THE TASK:
Write the data out again exactly, with every picture removed.

Records from a data source:
[Start of section]

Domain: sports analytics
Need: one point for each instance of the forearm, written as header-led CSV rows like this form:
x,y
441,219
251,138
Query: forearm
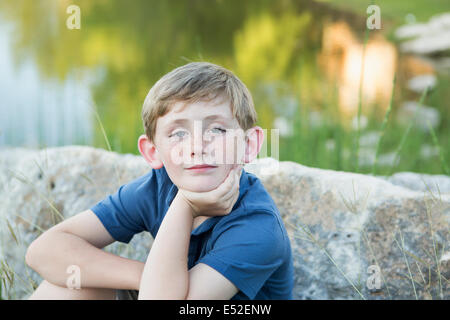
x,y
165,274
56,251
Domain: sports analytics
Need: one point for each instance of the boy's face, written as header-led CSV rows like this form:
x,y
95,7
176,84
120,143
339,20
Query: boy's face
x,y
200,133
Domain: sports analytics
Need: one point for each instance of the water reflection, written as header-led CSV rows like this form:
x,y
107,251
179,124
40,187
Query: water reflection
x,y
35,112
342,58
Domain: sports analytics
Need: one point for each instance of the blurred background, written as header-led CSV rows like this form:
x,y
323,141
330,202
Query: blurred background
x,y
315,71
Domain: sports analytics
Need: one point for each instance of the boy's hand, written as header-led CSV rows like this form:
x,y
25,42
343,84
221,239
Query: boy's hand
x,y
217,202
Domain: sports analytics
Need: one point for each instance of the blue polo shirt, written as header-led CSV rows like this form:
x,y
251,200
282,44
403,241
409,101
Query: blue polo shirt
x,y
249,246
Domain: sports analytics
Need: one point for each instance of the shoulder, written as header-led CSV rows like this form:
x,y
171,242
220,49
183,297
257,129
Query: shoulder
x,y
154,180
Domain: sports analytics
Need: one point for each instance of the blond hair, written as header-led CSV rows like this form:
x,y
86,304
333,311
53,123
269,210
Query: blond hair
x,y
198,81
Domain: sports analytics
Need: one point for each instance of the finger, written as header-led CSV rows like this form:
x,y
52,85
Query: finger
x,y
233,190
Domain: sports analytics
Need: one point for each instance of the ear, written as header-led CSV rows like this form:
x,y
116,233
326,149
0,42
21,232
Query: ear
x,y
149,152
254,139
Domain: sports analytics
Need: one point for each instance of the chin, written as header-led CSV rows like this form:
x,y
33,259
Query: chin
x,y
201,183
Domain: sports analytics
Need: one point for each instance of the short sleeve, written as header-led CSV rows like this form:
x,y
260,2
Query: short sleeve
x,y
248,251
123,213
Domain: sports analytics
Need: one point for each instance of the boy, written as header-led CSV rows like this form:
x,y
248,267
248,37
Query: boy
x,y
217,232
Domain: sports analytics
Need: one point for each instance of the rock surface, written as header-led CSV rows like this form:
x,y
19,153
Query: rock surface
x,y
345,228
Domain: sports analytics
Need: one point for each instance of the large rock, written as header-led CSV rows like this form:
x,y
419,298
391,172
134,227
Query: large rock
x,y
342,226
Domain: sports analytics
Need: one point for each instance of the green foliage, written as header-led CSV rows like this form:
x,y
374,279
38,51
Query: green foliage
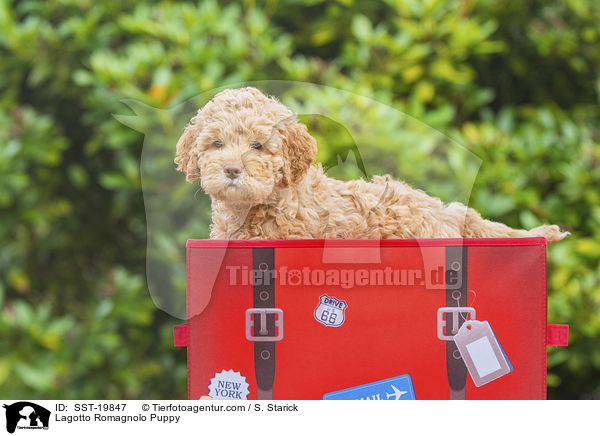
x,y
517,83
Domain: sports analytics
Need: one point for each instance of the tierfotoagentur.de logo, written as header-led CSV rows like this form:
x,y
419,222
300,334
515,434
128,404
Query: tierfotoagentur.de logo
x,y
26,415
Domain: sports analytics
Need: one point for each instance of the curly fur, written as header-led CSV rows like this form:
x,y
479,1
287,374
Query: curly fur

[End of section]

YOUR RESPONSE:
Domain: sports analytics
Need: one point for each instance of the forearm, written as header-led CSV rows like this form:
x,y
441,219
251,138
Query: forearm
x,y
165,274
56,251
Domain: sports analytics
Need: one point for each instance of the boy's face, written as header-led CSV rows like this form:
x,y
95,7
176,84
120,143
339,20
Query: boy's face
x,y
200,133
Domain: sports analytics
Need: one point for each instance of the water reflection, written as header-led CSV rows like this form:
x,y
107,251
179,124
40,187
Query: water reflection
x,y
35,112
342,58
Domain: sports analytics
Need: one point for each instance of the blurred background, written as header-led CSV rows like this form:
x,y
323,141
330,202
Query: blurred background
x,y
315,71
Domain: sports analytics
Need: one point for each instance of the boy's hand, written as header-led CSV rows like this form:
x,y
25,42
343,84
221,239
Query: boy's hand
x,y
217,202
Domain: sports analytics
Need: one point for each instance of the blue polo shirt, written as header-led CSV rows like this form:
x,y
251,200
282,44
403,241
409,101
Query: blue polo shirt
x,y
249,246
Domain: sports analytics
Need: one point for each instance of the shoulder, written as header-led CSV rows like this form:
x,y
171,242
220,49
183,297
257,129
Query: shoulder
x,y
154,180
Domain: sports analytics
Need: one point for each instance of the blond hair, written as header-led CSV rows like this form:
x,y
86,304
333,311
53,123
269,210
Query: blond hair
x,y
198,81
Domain: sports analytics
Need: one point for each instance of the finger, written as header-led CSV rows like this form:
x,y
52,85
Query: finger
x,y
233,190
Domain: sports analytics
Need: one point for each instance of the ear, written as header-led CSV rows like this form:
x,y
116,233
326,149
0,42
21,232
Query: ear
x,y
149,152
254,139
Domain: sports analytics
Need: one point for each instance of the chin, written as header-led CSV rows like this form:
x,y
33,259
Query: chin
x,y
201,183
Domain: sports analytics
Need: one point for each instance of the short sleeve, written as header-led CSV rows like this form:
x,y
260,2
Query: short sleeve
x,y
248,251
123,213
Domain: sports analytics
Need: one point for each instance of the boy, written as header-led CSV rows like this form:
x,y
248,267
248,37
Query: boy
x,y
217,232
Domain: sports analytics
Need: one point for each instance of the rock surface, written as header-led CSV rows like this form:
x,y
19,153
Query: rock surface
x,y
345,228
Domain: sports analytics
Need: one point for each instance of the large rock, written as header-led CSV rows like this form:
x,y
419,298
391,172
134,227
Query: large rock
x,y
342,226
Domain: sports analytics
Need: one point for each instance of the green foliage, written as header-led CSV rows like this form:
x,y
374,279
38,51
Query: green foliage
x,y
517,83
Domain: sports analytics
Need: one point for each instance of the tierfotoagentur.de logo, written as header-led CSV rows like this form:
x,y
419,222
300,334
515,434
128,404
Query: tierfotoagentur.de logo
x,y
26,415
Domain: sports analytics
Need: one point for each instance of the curly fur, written as header-led CSV rows like this form:
x,y
479,1
287,374
Query: curly fur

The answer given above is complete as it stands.